> _WORK REQUEST_: Please return every line of the records that contains the word "cannon".

---+---

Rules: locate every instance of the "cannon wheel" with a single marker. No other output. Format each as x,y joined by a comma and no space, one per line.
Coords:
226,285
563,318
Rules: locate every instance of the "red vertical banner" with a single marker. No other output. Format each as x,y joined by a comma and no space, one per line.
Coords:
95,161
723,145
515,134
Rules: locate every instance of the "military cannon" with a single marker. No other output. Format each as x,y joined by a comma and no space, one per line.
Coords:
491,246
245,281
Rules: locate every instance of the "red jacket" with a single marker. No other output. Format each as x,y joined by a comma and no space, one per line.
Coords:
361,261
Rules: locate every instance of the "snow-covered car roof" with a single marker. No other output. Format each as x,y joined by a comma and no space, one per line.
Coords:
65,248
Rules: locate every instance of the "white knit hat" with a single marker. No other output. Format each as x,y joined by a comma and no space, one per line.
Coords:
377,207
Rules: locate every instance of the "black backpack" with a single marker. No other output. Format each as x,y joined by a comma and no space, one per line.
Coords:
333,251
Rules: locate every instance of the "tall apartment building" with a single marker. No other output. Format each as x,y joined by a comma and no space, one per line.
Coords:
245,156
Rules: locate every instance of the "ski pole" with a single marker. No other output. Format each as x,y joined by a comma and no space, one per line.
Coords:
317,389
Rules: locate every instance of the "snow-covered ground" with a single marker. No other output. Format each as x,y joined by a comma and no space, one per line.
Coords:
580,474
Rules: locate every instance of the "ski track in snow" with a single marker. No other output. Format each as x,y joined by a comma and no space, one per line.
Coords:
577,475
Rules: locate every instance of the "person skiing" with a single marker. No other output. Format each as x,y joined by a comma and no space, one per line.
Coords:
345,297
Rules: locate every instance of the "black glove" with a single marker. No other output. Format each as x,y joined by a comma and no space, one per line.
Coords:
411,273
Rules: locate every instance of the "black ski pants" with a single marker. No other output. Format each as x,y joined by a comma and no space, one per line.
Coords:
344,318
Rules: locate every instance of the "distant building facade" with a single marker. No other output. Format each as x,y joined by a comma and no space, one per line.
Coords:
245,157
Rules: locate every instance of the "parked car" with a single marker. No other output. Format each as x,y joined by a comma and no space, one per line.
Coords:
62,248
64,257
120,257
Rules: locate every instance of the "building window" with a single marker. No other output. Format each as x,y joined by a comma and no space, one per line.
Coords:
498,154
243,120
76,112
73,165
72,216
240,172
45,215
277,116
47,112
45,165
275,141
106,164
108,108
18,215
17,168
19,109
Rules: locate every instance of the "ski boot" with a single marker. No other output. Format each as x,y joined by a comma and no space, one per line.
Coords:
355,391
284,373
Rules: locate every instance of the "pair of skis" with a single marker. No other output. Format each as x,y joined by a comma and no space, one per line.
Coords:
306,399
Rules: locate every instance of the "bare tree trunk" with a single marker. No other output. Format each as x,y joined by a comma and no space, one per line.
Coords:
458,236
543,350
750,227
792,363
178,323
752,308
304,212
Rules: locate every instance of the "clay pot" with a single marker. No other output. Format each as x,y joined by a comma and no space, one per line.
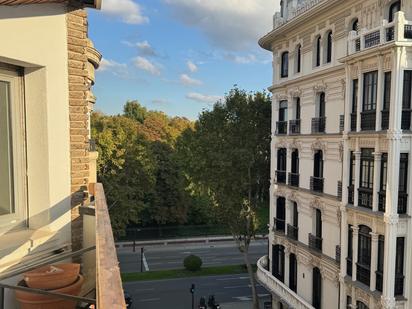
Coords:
29,300
52,277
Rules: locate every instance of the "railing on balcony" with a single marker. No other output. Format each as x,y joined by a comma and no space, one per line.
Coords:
109,290
281,176
385,120
315,242
316,184
365,197
351,196
281,127
402,202
279,225
318,125
363,274
294,126
293,232
294,180
368,120
406,119
353,119
277,287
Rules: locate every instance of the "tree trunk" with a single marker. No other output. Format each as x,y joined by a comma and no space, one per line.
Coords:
252,279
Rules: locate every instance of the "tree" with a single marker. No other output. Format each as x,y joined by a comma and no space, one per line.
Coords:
228,153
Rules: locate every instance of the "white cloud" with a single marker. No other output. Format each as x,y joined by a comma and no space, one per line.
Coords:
229,24
191,66
128,11
203,98
146,65
189,81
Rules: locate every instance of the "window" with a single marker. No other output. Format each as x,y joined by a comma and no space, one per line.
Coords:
317,51
329,42
293,272
298,61
284,72
393,9
12,163
278,262
399,265
364,255
316,288
370,91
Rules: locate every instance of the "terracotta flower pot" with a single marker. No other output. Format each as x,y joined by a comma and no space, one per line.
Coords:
29,300
52,277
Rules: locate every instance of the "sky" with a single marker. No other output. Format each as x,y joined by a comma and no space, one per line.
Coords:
179,56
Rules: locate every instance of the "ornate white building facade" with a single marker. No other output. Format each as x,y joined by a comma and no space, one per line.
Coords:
340,230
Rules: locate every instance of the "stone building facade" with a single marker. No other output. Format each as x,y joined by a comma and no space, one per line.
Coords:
340,230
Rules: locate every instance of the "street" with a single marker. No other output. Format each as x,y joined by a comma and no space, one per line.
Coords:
171,256
174,293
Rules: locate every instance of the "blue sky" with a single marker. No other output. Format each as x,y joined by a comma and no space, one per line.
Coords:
179,56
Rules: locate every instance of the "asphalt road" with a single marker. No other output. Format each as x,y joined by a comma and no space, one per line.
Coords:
174,293
171,256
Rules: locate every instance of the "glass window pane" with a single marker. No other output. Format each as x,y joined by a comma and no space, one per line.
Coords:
6,176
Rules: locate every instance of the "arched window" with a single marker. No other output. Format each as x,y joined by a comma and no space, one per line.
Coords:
317,51
393,9
328,46
364,255
316,288
284,71
298,59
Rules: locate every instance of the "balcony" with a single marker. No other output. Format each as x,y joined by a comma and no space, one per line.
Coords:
318,125
315,242
293,232
281,177
368,120
294,180
282,127
277,287
294,126
399,30
316,184
279,225
365,197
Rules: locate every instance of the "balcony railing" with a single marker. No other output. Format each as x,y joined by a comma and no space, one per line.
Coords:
316,184
275,286
281,127
293,232
281,176
365,197
402,202
363,274
294,126
294,180
279,225
368,120
315,242
385,120
318,125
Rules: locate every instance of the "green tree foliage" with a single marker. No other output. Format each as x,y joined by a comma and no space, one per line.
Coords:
228,155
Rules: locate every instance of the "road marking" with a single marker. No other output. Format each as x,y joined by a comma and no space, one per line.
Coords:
148,300
146,266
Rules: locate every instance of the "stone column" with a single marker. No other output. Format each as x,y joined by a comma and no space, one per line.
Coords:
379,101
360,97
376,178
357,178
374,260
355,234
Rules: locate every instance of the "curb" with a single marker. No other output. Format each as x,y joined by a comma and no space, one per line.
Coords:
165,242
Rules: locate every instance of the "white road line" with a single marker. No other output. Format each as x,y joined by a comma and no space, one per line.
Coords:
146,266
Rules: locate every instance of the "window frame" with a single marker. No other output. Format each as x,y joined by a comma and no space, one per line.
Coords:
14,77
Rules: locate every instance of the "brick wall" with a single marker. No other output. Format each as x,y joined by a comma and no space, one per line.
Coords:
78,89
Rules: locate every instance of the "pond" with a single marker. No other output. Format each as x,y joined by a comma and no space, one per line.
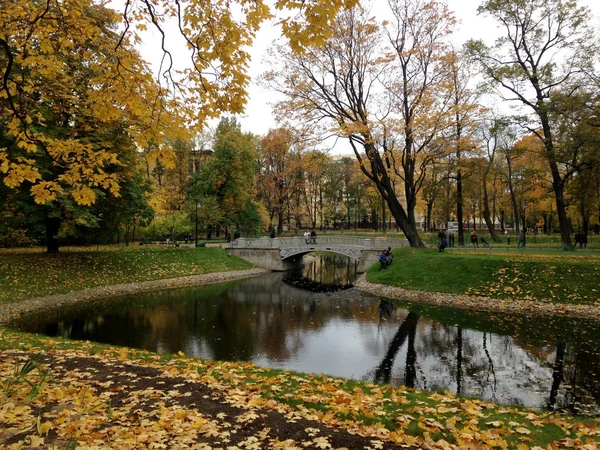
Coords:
314,321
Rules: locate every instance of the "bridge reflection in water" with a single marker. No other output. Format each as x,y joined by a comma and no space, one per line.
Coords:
537,362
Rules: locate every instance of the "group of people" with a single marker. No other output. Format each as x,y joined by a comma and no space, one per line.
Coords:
445,240
385,258
310,236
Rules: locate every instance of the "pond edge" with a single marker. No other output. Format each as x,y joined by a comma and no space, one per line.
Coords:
12,311
479,303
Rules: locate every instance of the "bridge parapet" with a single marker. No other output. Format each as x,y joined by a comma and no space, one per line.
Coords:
321,241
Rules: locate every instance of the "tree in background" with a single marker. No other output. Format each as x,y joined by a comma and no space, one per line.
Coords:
225,185
525,63
74,99
278,163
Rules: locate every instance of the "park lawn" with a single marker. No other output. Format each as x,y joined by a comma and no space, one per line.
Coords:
545,277
400,415
25,274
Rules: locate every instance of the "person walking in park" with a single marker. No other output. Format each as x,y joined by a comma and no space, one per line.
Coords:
441,237
521,239
383,260
474,240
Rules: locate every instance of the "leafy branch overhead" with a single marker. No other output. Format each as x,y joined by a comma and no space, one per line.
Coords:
70,71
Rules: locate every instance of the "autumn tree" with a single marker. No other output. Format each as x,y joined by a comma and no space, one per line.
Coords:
314,164
465,118
226,182
422,70
68,69
524,64
340,82
73,97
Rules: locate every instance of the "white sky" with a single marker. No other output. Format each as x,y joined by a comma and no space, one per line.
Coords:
258,118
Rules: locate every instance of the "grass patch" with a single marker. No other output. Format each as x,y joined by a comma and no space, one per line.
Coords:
536,277
412,417
25,274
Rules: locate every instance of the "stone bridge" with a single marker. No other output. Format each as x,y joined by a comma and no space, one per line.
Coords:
286,253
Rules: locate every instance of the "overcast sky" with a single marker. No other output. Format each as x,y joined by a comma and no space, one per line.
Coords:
258,118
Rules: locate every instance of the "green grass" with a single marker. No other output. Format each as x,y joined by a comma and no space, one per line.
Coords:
25,274
429,415
537,277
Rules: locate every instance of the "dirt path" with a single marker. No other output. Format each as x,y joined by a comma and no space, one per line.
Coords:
110,403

---+---

> _OUTPUT OF THE TASK_:
Rules: locate every instance of the "cannon wheel" with a single marker. No other output. Format each as x,y joined by a comma and no space, one per line.
Rules: locate every instance of the "military cannon" with a single marker. No other output. Format each as x,y joined by a comma and no space, one per line.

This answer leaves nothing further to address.